▶ [PROBLEM STATEMENT]: Gather each line of the material below that contains the word "beach", and copy those lines out.

▶ [Point placement records]:
——

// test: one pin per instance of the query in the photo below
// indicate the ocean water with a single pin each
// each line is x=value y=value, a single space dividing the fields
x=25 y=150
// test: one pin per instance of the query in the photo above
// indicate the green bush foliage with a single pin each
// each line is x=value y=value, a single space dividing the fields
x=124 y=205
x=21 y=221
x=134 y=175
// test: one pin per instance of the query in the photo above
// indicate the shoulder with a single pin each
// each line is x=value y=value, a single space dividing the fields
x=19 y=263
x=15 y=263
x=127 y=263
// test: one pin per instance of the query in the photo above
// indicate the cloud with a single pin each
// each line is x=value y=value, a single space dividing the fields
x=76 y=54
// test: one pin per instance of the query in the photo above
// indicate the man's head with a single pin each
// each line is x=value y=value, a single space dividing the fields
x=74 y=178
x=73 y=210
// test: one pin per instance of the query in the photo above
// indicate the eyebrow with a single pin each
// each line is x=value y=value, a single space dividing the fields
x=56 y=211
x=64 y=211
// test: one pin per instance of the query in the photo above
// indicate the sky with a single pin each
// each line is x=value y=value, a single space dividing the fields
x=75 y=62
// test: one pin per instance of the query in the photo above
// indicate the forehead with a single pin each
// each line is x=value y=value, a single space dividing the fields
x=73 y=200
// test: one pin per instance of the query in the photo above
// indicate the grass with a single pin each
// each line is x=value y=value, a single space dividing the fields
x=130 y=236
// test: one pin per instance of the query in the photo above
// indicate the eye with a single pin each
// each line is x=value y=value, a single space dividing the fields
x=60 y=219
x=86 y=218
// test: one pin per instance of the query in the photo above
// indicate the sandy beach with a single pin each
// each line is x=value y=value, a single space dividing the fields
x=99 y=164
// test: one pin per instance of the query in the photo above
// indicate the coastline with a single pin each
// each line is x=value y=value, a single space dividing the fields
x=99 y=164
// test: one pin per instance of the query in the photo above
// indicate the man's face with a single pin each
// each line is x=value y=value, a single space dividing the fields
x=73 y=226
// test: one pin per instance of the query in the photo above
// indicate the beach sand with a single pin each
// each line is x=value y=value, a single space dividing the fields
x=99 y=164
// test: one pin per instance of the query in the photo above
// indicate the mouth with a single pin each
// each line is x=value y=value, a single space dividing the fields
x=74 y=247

——

▶ [FINISHED TASK]:
// indicate the sandy beach with a single pin each
// indicate the beach sand with a single pin each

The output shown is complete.